(Source data)
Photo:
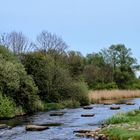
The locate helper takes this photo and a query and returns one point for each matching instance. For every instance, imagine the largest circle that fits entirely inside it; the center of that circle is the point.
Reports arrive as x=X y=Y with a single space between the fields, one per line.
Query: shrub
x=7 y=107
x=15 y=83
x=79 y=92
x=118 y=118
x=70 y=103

• _Written request_: Transcribe all of the source data above exactly, line for line, omitting the pictures.

• _Correct response_:
Photo:
The locate helper takes this photo and a query and returns one point for each matching instance. For every instance, imagine the largest circle that fits entirely inside it; the center of that circle is the point.
Reports arrive as x=X y=Y with a single space between the fields, one per line.
Query: shrub
x=7 y=107
x=15 y=83
x=79 y=92
x=118 y=118
x=70 y=103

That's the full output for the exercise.